Write out the records below once more, exactly as they stand.

(Stored entries)
* * * *

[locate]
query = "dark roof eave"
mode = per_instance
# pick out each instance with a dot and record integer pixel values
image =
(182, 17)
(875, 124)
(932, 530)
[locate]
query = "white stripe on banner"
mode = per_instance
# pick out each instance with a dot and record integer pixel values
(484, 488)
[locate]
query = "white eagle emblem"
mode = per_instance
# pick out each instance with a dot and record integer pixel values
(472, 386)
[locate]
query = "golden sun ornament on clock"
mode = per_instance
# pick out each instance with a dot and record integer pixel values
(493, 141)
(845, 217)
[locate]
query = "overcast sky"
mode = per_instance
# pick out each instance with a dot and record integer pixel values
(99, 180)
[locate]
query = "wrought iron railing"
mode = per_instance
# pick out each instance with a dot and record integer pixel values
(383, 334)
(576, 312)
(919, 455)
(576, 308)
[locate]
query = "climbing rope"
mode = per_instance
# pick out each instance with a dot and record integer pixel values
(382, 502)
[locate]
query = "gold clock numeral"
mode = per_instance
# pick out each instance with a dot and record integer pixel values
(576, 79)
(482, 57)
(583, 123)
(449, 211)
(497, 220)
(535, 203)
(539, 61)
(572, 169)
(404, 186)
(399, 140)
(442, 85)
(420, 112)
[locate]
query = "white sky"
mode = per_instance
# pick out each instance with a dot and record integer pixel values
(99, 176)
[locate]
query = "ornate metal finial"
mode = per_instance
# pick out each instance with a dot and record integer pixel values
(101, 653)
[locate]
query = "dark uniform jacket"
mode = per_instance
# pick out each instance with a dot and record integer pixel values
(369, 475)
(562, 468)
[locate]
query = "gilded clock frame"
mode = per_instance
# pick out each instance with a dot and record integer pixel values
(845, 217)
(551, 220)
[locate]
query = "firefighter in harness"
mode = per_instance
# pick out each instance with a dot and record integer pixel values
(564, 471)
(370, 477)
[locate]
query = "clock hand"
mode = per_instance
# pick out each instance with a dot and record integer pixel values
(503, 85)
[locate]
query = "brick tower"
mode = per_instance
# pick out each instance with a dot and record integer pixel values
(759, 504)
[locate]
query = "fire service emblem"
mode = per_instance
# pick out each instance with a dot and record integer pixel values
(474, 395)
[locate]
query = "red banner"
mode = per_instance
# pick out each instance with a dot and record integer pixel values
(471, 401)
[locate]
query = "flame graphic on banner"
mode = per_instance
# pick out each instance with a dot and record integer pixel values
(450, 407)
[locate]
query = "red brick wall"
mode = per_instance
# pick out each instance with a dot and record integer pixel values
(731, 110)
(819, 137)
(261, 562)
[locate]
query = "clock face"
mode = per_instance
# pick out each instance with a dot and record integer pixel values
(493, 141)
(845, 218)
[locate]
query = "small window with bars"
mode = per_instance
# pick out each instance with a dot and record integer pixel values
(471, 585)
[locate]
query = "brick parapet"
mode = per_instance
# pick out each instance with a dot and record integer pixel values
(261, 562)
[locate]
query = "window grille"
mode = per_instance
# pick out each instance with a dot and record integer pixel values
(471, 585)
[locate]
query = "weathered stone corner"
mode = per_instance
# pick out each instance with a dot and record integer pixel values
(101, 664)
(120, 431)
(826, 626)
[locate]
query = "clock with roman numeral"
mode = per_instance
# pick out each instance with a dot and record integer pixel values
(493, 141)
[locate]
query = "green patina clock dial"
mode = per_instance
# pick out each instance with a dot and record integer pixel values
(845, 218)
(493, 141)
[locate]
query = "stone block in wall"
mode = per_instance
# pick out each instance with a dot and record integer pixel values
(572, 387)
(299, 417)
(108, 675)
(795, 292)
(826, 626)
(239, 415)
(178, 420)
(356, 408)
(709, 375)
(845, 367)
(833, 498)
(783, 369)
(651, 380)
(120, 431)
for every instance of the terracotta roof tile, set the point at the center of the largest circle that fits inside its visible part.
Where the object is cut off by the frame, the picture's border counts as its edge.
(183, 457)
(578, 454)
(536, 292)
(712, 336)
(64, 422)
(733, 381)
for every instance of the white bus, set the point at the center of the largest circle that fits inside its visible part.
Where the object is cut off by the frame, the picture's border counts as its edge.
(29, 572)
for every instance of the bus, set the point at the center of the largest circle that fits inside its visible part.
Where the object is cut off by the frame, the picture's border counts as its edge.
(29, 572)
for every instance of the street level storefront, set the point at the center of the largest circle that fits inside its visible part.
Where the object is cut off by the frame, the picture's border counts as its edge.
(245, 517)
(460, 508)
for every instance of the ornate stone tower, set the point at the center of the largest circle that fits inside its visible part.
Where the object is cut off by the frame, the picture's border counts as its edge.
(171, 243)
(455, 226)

* * * *

TASK SOLUTION:
[locate]
query = "dark roof eave"
mode = per_instance
# pick out each instance with a dot and record integer pixel values
image =
(182, 17)
(875, 124)
(932, 530)
[locate]
query = "white stripe on banner"
mode = per_instance
# pick out each instance with a dot and record integer pixel values
(484, 488)
[locate]
query = "white eagle emblem"
mode = per_instance
# pick out each instance with a dot and record integer pixel values
(472, 386)
[locate]
query = "golden sun ornament on clock"
mode = per_instance
# pick out each instance with a dot and record integer pixel values
(493, 141)
(845, 217)
[locate]
query = "overcast sky"
mode = per_instance
# pick out each instance with a dot and record integer pixel values
(99, 180)
[locate]
query = "wrought iron railing"
mode = per_instance
# pick out each instance with a dot and record integer pixel values
(383, 334)
(576, 312)
(919, 455)
(576, 308)
[locate]
query = "climbing rope"
mode = per_instance
# pick out each instance with a dot and record integer pixel values
(382, 502)
[locate]
query = "gold clock numeral"
mode = per_instance
# pick out each instance with a dot and record integer pixel values
(576, 79)
(482, 57)
(583, 123)
(449, 211)
(497, 220)
(535, 203)
(539, 61)
(572, 169)
(404, 186)
(399, 140)
(442, 85)
(420, 112)
[locate]
query = "white sky"
mode = per_instance
# pick out each instance with a dot and record integer pixel values
(99, 176)
[locate]
query = "ornate metal finial"
mode = per_instance
# pick out each instance with a dot and record integer pixel values
(101, 653)
[locate]
query = "dark uniform jacket"
mode = per_instance
# pick out each instance with a dot and record integer pixel values
(369, 475)
(562, 468)
[locate]
query = "gilded clock frame"
mode = per_instance
# pick out each instance with a dot and record integer pixel values
(845, 217)
(551, 220)
[locate]
query = "firefighter in harness"
mode = per_instance
# pick out each instance with a dot and record integer pixel values
(564, 471)
(370, 477)
[locate]
query = "clock hand"
mode = per_instance
# pick out each instance with a dot and record integer pixel values
(503, 85)
[locate]
query = "brick tower"
mode = per_instance
# pick out each instance with a dot and record integer pixel values
(759, 504)
[locate]
query = "fire service emblem"
mode = per_instance
# pick out each instance with a dot and record integer pixel values
(474, 395)
[locate]
query = "red banner"
mode = per_instance
# pick out each instance with a dot and record integer pixel values
(471, 401)
[locate]
query = "flame graphic on banner"
mode = per_instance
# pick out each instance with a dot and record integer pixel values
(450, 407)
[locate]
query = "red brick wall"
mode = per_instance
# pick out each instance with a dot and record integer pixel values
(731, 110)
(819, 137)
(261, 562)
[locate]
query = "clock face"
mode = per_instance
# pick out each instance with a dot and record integer pixel values
(493, 141)
(845, 218)
[locate]
query = "small window with bars"
mode = per_instance
# pick out each instance with a dot and record integer pixel values
(471, 585)
[locate]
query = "brick parapet"
mode = per_instance
# pick out each instance with a dot and record integer pixel values
(261, 562)
[locate]
query = "window grille"
mode = per_instance
# pick out each instance with a dot and record integer pixel values
(471, 585)
[locate]
query = "weathered stone corner"
mode = per_instance
# pick out each instance with a dot and record integer pixel values
(101, 664)
(120, 431)
(826, 626)
[locate]
query = "clock with roman numeral"
mode = per_instance
# pick out each instance with a dot and record integer pixel values
(493, 141)
[locate]
query = "green patina clock dial"
mode = per_instance
# pick out each instance with a dot and record integer pixel values
(845, 218)
(493, 141)
[locate]
query = "stone block in wall"
mode = per_instance
# pick out each instance with a dot and record integer pixel values
(572, 387)
(299, 417)
(108, 675)
(795, 292)
(826, 626)
(239, 415)
(178, 420)
(356, 408)
(709, 375)
(845, 367)
(833, 498)
(783, 369)
(651, 380)
(120, 431)
for every instance of the terracotta roof tile, set the point at the center of the largest circle that fits inside its visible part.
Where the object is cut off by the frame, the picture's border counts as its edge.
(183, 457)
(578, 454)
(536, 292)
(712, 336)
(64, 422)
(733, 381)
for every instance of the white bus, set the point at the center of the largest circle that fits inside its visible part.
Where the object is cut off by the frame, the picture's border counts as its edge.
(29, 572)
for every instance of the bus, set the point at the center of the largest circle that fits inside its visible part.
Where the object is cut off by the frame, the picture's border counts as its edge.
(29, 572)
for every instance of the street level storefront, set the point at the center of the largest circle that fits inside its visible part.
Where the object is cut off by the frame, the picture's border counts as its edge.
(245, 517)
(460, 508)
for every instance of the ornate stone tower, set the point at the center of the largest circle that fits inside its visible part.
Where the object is cut off by the frame, the picture's border counts as its edge.
(171, 243)
(455, 226)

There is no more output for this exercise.